_Excerpts from a pointing dataset:_
+ + + + +

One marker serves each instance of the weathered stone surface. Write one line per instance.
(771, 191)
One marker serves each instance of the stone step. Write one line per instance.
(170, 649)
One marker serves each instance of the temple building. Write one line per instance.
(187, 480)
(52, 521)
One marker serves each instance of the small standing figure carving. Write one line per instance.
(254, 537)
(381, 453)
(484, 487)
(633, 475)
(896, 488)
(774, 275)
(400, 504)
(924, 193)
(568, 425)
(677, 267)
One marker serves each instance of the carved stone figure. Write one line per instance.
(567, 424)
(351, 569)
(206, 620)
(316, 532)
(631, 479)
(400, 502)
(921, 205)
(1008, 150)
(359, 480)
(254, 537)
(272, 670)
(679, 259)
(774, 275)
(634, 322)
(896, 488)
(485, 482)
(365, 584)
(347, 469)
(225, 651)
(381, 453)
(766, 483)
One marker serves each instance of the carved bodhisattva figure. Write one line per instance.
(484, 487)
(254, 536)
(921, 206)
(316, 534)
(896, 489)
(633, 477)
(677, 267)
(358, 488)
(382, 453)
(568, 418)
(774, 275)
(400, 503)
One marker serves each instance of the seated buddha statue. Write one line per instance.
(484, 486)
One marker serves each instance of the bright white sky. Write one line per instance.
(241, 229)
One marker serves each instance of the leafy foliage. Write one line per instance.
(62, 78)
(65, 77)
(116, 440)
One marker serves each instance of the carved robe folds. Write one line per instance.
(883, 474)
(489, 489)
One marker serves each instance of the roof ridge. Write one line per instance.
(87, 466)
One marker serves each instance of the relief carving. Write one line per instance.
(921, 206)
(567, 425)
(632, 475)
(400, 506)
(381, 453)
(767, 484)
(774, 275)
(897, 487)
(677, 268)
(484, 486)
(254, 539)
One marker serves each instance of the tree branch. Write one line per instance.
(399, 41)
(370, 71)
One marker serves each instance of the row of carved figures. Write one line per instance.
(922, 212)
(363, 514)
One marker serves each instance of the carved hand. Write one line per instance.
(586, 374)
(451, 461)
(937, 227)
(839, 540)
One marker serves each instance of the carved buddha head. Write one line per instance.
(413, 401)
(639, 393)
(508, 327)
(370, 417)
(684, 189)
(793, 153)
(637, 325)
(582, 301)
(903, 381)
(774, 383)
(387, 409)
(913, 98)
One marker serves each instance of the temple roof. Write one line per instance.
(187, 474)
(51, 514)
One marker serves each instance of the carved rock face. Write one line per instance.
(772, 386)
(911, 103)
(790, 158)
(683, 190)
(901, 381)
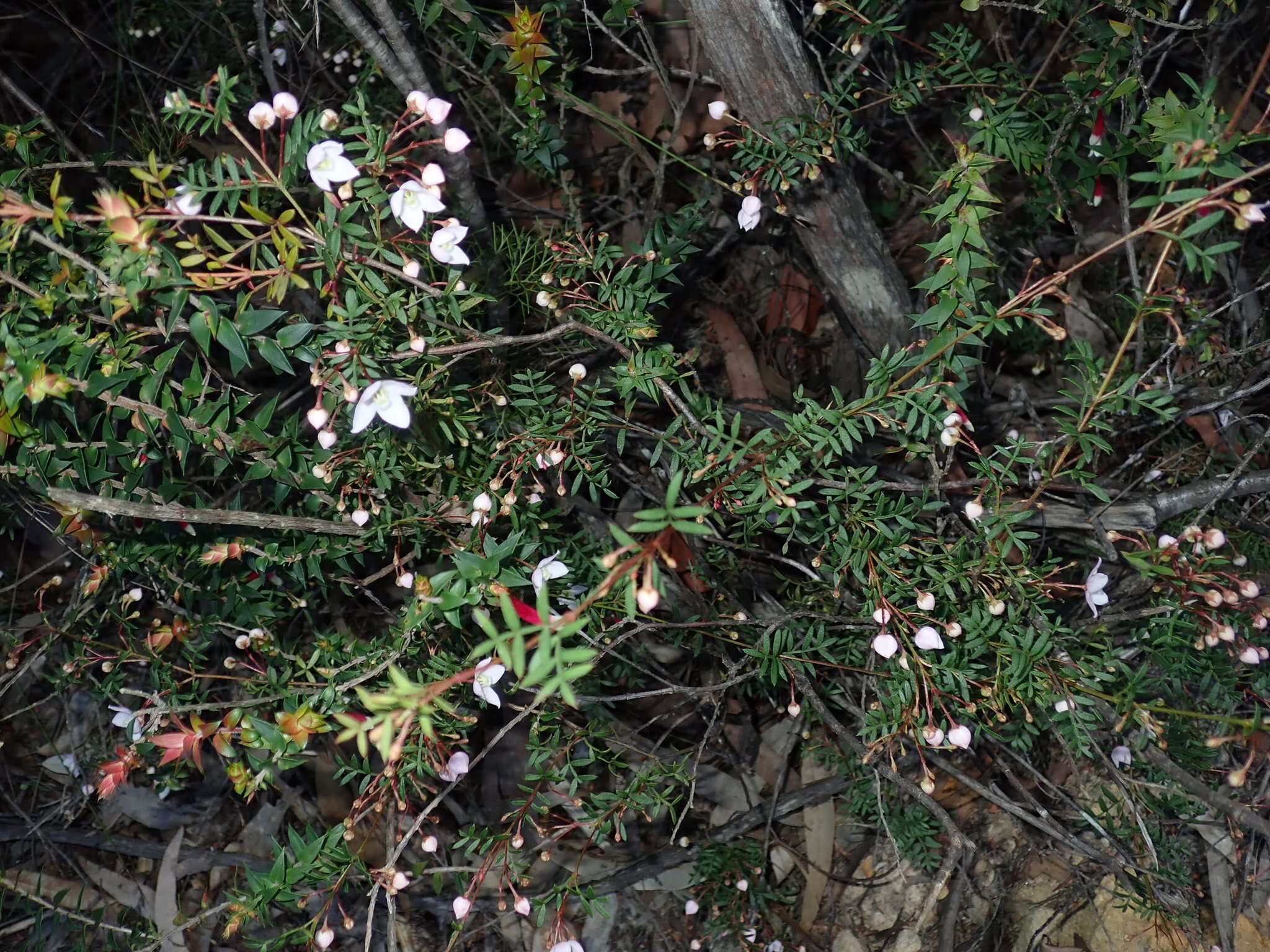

+ + + + +

_WHAT IS BEING ASKED:_ Reproduce every line of the records above word for word, leaving out the picture.

_COMPLETE OUTPUT:_
One marker serves each instance of the weathered stone surface. Write one line per instance.
(771, 191)
One marker serves each instance of the stone step. Write one line per instance.
(170, 649)
One marker serves each instance of the temple building. Write one line per instance.
(187, 480)
(52, 521)
One marker serves each instance of the small standing figure carving. Write one line per instance.
(254, 537)
(381, 453)
(484, 487)
(633, 475)
(896, 488)
(774, 275)
(400, 504)
(924, 193)
(568, 425)
(677, 267)
One marker serves each instance of the carved stone figure. Write one line per instance.
(567, 424)
(351, 569)
(206, 620)
(316, 532)
(631, 479)
(400, 502)
(921, 205)
(1008, 150)
(359, 480)
(254, 537)
(272, 670)
(679, 259)
(774, 275)
(634, 322)
(896, 488)
(485, 482)
(365, 584)
(347, 469)
(225, 651)
(381, 453)
(766, 483)
One marker serves each instance of the carved bodhisattva figure. Write one line per instance.
(484, 487)
(254, 536)
(921, 206)
(316, 534)
(896, 489)
(633, 477)
(677, 267)
(358, 488)
(382, 453)
(568, 418)
(774, 275)
(400, 503)
One marker serves each instance of the seated buddha statue. Write one line per instance.
(484, 486)
One marker serves each instance of the bright white sky. Write one line per instance.
(241, 229)
One marker serves each instance of the leafy foliage. Write one line per instance.
(62, 78)
(65, 77)
(116, 440)
One marker serves each instance of the carved robe folds. Write one line per instance.
(883, 474)
(489, 489)
One marker serves each instance of the roof ridge. Write one line per instance.
(87, 466)
One marker serves each instance of the relief carving. Write one line per instance.
(921, 206)
(567, 425)
(632, 475)
(400, 506)
(381, 453)
(767, 484)
(774, 275)
(897, 487)
(677, 268)
(484, 486)
(254, 539)
One marker serves each instance of the tree branch. Write one line per instance.
(399, 41)
(370, 71)
One marker serves each instance of the row of carved figures. Write one line per instance.
(922, 212)
(363, 514)
One marker serves each instance of the carved hand. Write one line per instance.
(586, 374)
(451, 461)
(937, 227)
(839, 540)
One marker serves each instance of the carved buddha head. Write one line per instance.
(413, 401)
(639, 393)
(508, 327)
(370, 417)
(684, 189)
(793, 153)
(637, 325)
(582, 301)
(903, 381)
(774, 383)
(387, 409)
(913, 98)
One marker serves each instance of the temple roof. Write one line per instance.
(187, 474)
(51, 514)
One marker serves each instance of the carved rock face. Write one line per instance.
(772, 386)
(911, 103)
(790, 158)
(683, 190)
(901, 381)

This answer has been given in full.